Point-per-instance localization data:
**********

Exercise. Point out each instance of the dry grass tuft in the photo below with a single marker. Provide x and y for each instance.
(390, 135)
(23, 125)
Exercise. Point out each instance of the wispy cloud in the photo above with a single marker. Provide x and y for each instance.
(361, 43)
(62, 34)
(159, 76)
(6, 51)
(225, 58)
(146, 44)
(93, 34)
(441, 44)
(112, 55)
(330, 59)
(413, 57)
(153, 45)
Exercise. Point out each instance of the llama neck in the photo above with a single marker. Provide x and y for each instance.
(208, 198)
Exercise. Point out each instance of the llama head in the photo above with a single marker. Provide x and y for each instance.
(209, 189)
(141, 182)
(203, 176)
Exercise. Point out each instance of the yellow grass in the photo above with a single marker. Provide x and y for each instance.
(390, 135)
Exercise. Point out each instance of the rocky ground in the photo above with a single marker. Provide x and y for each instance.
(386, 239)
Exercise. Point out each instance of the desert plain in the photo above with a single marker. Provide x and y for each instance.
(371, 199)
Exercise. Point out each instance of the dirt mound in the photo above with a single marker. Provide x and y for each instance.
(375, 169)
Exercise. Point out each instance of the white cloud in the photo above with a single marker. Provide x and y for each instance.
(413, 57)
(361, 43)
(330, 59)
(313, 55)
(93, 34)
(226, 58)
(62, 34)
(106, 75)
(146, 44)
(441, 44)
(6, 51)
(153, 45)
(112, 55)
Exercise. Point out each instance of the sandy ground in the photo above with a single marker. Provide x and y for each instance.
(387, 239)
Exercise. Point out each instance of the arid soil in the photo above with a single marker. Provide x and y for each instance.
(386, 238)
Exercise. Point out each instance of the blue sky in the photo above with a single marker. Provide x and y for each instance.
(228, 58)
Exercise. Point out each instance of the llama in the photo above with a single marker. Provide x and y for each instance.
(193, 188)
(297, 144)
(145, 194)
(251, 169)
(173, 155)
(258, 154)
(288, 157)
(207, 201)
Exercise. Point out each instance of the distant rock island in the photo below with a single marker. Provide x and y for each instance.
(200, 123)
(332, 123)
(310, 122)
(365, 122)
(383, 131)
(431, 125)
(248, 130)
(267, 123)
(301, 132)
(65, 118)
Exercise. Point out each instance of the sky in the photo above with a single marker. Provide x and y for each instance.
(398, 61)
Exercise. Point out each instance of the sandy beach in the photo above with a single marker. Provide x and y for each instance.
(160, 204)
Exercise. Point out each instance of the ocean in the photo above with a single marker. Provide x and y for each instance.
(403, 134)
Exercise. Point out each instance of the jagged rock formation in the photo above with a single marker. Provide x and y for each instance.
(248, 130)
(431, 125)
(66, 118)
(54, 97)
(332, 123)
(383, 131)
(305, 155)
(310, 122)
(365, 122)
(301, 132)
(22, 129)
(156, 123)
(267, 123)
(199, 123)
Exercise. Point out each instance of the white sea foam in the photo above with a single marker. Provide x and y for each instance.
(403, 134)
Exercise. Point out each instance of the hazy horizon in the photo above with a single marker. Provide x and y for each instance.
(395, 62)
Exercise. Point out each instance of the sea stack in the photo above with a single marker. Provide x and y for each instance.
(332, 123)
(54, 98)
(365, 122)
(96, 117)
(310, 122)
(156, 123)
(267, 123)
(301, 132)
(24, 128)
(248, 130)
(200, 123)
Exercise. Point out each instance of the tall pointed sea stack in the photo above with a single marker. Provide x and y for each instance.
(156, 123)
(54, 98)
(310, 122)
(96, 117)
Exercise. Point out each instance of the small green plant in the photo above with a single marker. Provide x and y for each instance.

**********

EXERCISE PROMPT
Could every record be printed again exactly as it reads?

REPLY
Exercise. Point out each instance of the dry grass tuft in the photo below with a single marker. Provide x and y for each instance.
(390, 135)
(23, 125)
Exercise. Point out each instance of the wispy cloud in the photo above with a single marker. Provide x and y for each instance.
(361, 43)
(62, 34)
(159, 76)
(6, 51)
(225, 58)
(146, 44)
(93, 34)
(441, 44)
(112, 55)
(330, 59)
(413, 57)
(153, 45)
Exercise. Point out each instance of the llama neck in the photo above with a single marker. Provide x and y for each instance.
(208, 198)
Exercise. Point out each instance of the llama head in the photo above with a single marker. Provide x and y for each instance.
(209, 189)
(141, 182)
(203, 176)
Exercise. Point out each instance of the yellow grass in the photo above with a single marker. Provide x and y for each instance.
(390, 135)
Exercise. Point out each instance of the rocky ground in the photo above with a single marker. Provide x and y for each instance.
(386, 239)
Exercise. Point out each instance of the desert plain in the photo above with a single marker. Provide x and y for each instance.
(371, 199)
Exercise. Point out each instance of the dirt mound in the photo above with a single marker. Provide x and y for each instance.
(375, 169)
Exercise. Point out each instance of the white cloud in the photo above with a single marker. Provide x and y for each instance.
(413, 57)
(361, 43)
(330, 59)
(313, 55)
(93, 34)
(226, 58)
(62, 34)
(106, 75)
(146, 44)
(441, 44)
(6, 51)
(153, 45)
(112, 55)
Exercise. Point out each instance of the sandy ground in the photo above with a single marker. Provide x and y for each instance.
(387, 239)
Exercise. Point out each instance of the arid soil in the photo above with a single marker. Provide x and y for each instance.
(386, 238)
Exercise. Point out each instance of the blue sky in the photo above with a single marker. Provide x and y for each instance.
(228, 58)
Exercise. Point out each instance of the llama in the photo above with a single marker. Provide x and y for each instance.
(193, 188)
(297, 144)
(145, 194)
(251, 169)
(173, 155)
(258, 154)
(288, 157)
(207, 201)
Exercise. Point out each instance of the distant rock island in the photo below with a single marker. Provide x and y for each instance.
(200, 123)
(332, 123)
(310, 122)
(365, 122)
(383, 131)
(431, 125)
(248, 130)
(267, 123)
(301, 132)
(65, 118)
Exercise. Point out each instance of the sky in the photo above with a single marker. Provide x and y for each instance.
(398, 61)
Exercise. Point out each instance of the sandy beach in the photo above with a single marker. Provide x and y for each instance.
(160, 204)
Exercise. Point out each instance of the ocean in the photo above with a single marker. Provide x and y for each instance.
(403, 134)
Exercise. Point out each instance of the jagged rock formation in the photo above with a single marker. Provide x and y for each instance.
(248, 130)
(431, 125)
(66, 118)
(54, 97)
(332, 123)
(383, 131)
(305, 155)
(310, 122)
(365, 122)
(301, 132)
(22, 129)
(156, 123)
(267, 123)
(199, 123)
Exercise. Point out each instance of the white sea foam in the photo above with a single marker. Provide x and y for each instance.
(403, 134)
Exercise. Point out each instance of the hazy horizon in the photo above with a single marker. Provide x and y for each instance.
(395, 62)
Exercise. Point out each instance of the sea stack in the photo above with a single marker. Provide x and y for each instance.
(332, 123)
(54, 98)
(365, 122)
(96, 117)
(310, 122)
(156, 123)
(267, 123)
(301, 132)
(24, 128)
(248, 130)
(200, 123)
Exercise. Point out each instance of the tall pointed sea stack in the photo above with a single marker. Provide x and y for each instance.
(156, 123)
(54, 98)
(310, 122)
(96, 117)
Exercise. Point out each instance of the small green plant in the photo above with a single marker. Provide x and y for each instance.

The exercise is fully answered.